Conclusions des parties

16.
    Cordis, partie requérante, conclut à ce qu'il plaise au Tribunal:

—    annuler la décision attaquée;

—    condamner la Commission aux dépens.

17.
    La Commission, partie défenderesse, conclut à ce qu'il plaise au Tribunal:

—    rejeter le recours;

—    condamner la requérante aux dépens.

18.
    La République française, partie intervenante, conclut à ce qu'il plaise au Tribunal rejeter le recours.

Sur les conclusions en annulation

19.
    A l'appui de son recours, la requérante invoque deux moyens, tirés, d'une part, d'une violation de l'article 30 du règlement n° 404/93 et d'un détournement de pouvoir et, d'autre part, d'une violation de l'obligation de motivation.

Sur le premier moyen, tiré d'une violation de l'article 30 du règlement n° 404/93 etd'un détournement de pouvoir

Arguments des parties

20.
    La requérante fait valoir que le champ d'application de l'article 30 du règlement n° 404/93 dépasse les limites fixées par la Cour dans son arrêt du 26 novembre 1996, T. Port (C-68/95, Rec. p. I-6065). En effet, l'article 30, en ce qu'il fait référence à des difficultés sensibles, devrait pouvoir s'appliquer au problème structurel rencontré en l'espèce, même si les conditions d'application décrites dans l'arrêt T. Port ne sont pas remplies.

21.
    La requérante expose que, dans son ordonnance du 29 juin 1993, Allemagne/Conseil (C-280/93 R, Rec. p. I-3667), la Cour a déclaré que l'article 30 du règlement n° 404/93 était destiné à faire face à la perturbation du marché intérieur risquant de résulter de la substitution de l'organisation commune des marchés aux différents régimes nationaux. La Commission devrait donc prendre toutes les mesures transitoires nécessaires et non pas, comme il a été énoncé dans l'arrêt T. Port, précité, limiter ses interventions à l'hypothèse d'un cas de rigueur excessive.

22.
    En l'espèce, l'intervention de la Commission serait nécessaire afin d'assurer le respect du principe d'égalité de traitement. En effet, les anciennes entreprises de la République fédérale d'Allemagne seraient dans une situation différente de celle des entreprises nouvelles qui sont établies sur le territoire de l'ex-RDA (ci-après «entreprises nouvelles»). Les premières auraient eu la possibilité de déterminer leur comportement en fonction de leurs propres projets économiques alors que les secondes, en raison des problèmes relatifs à la réunification de l'Allemagne, seraient confrontées à un cas de rigueur collectif inévitable. Toutes les entreprises nouvelles auraient donc droit à l'attribution de certificats d'importation supplémentaires.

• _CONSIGNE DONNÉE 1_
Selon le texte fourni, quelle partie intervenante demande au Tribunal de rejeter le recours ?
• _CONSIGNE DONNÉE 2_
Recopiez fidèlement le passage du texte fourni compris entre « La requérante expose » et « de rigueur excessive. », ces deux extraits inclus.
La liste ci-dessous constitue un matériau indépendant du texte fourni.

• _LIGNES DE DONNÉES_
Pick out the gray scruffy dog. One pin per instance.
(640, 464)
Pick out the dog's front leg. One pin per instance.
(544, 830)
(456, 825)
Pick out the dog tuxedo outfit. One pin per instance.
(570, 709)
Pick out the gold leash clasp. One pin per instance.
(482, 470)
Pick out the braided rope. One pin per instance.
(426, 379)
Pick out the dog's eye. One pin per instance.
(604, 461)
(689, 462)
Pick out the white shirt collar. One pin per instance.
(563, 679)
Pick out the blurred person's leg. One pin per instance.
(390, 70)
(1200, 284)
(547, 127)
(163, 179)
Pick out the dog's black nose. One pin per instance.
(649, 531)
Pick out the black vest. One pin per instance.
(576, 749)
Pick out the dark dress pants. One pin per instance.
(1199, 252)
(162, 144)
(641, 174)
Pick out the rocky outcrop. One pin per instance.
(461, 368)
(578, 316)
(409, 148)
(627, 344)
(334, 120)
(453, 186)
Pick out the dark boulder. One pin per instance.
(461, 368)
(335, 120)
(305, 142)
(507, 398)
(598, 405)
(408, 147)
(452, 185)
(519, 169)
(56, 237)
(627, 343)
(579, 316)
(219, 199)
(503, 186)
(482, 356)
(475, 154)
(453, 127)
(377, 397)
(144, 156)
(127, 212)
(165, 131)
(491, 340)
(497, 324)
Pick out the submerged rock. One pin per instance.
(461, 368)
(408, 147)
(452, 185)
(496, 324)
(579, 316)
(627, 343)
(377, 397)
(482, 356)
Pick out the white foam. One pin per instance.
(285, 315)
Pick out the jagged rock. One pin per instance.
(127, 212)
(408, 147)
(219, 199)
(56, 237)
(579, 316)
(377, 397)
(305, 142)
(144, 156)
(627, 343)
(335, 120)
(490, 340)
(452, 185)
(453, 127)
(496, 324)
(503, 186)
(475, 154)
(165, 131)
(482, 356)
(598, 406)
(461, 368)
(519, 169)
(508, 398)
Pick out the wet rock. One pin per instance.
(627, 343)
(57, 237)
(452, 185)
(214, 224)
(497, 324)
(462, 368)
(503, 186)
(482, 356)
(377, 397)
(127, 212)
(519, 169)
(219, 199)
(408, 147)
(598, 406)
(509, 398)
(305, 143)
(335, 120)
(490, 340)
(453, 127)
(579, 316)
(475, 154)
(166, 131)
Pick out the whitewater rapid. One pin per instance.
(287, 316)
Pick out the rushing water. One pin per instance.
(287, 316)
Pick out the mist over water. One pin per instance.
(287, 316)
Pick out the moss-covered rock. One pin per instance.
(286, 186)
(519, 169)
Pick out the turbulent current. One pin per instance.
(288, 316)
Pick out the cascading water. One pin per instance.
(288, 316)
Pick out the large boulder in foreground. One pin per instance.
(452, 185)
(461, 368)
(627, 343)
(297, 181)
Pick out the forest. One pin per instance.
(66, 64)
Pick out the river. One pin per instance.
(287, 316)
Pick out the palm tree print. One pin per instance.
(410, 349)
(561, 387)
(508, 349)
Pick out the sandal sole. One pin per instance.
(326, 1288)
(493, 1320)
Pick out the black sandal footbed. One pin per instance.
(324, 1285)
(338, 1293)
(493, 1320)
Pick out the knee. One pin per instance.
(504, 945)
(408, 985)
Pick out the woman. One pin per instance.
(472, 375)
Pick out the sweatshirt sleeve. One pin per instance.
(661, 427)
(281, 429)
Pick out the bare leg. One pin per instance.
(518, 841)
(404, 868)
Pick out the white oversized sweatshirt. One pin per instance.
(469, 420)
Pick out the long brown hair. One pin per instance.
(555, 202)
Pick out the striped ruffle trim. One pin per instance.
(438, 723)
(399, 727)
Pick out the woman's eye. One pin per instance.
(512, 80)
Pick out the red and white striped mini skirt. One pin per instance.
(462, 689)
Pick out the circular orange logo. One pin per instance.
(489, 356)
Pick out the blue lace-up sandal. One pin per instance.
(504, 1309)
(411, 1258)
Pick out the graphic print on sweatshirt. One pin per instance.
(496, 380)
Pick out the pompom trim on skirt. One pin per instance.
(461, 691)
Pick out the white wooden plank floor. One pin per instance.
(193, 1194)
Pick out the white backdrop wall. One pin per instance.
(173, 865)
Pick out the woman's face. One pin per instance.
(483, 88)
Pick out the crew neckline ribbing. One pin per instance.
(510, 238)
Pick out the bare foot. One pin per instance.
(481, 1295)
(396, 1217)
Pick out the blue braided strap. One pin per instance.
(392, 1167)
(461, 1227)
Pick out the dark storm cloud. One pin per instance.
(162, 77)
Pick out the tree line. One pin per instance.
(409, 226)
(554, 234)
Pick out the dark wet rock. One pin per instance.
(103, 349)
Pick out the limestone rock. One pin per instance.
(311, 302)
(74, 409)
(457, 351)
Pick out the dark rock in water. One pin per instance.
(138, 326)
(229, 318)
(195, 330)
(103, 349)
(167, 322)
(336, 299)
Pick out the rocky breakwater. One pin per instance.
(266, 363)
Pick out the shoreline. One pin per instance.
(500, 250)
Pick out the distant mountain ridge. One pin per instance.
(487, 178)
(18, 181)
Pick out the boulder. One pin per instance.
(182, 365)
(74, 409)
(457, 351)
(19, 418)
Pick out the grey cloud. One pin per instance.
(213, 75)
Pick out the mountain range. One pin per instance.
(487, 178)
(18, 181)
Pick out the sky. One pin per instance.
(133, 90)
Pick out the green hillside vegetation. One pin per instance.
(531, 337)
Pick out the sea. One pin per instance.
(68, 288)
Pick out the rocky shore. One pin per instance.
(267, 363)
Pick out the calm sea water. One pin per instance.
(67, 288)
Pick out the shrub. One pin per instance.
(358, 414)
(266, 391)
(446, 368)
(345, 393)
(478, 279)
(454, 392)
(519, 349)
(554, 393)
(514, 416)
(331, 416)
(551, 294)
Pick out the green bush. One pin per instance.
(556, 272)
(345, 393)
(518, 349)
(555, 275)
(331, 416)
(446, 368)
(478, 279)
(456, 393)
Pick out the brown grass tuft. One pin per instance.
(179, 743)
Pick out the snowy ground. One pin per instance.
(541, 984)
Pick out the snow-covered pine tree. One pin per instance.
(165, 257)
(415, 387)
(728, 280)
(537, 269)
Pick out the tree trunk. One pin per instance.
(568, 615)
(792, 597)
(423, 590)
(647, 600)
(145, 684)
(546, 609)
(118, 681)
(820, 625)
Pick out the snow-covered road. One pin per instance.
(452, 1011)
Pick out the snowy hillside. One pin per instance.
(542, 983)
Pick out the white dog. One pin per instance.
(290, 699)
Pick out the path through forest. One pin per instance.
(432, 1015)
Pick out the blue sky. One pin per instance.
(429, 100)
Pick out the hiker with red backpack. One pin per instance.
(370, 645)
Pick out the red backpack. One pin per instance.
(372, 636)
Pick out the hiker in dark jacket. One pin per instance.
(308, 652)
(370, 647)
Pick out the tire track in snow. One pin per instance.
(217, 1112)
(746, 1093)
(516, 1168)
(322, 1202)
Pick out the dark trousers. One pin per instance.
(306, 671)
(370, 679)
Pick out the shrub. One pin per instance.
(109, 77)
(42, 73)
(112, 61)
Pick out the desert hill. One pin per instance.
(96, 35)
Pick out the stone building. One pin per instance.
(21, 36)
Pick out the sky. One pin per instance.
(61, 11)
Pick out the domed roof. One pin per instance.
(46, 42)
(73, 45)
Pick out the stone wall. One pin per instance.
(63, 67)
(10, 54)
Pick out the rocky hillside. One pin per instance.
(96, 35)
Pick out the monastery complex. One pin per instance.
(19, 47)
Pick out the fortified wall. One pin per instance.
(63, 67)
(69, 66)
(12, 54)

• _RÉPONSE COMPLÈTE 1_
La République française.

• _RÉPONSE COMPLÈTE 2_
La requérante expose que, dans son ordonnance du 29 juin 1993, Allemagne/Conseil (C-280/93 R, Rec. p. I-3667), la Cour a déclaré que l'article 30 du règlement n° 404/93 était destiné à faire face à la perturbation du marché intérieur risquant de résulter de la substitution de l'organisation commune des marchés aux différents régimes nationaux. La Commission devrait donc prendre toutes les mesures transitoires nécessaires et non pas, comme il a été énoncé dans l'arrêt T. Port, précité, limiter ses interventions à l'hypothèse d'un cas de rigueur excessive.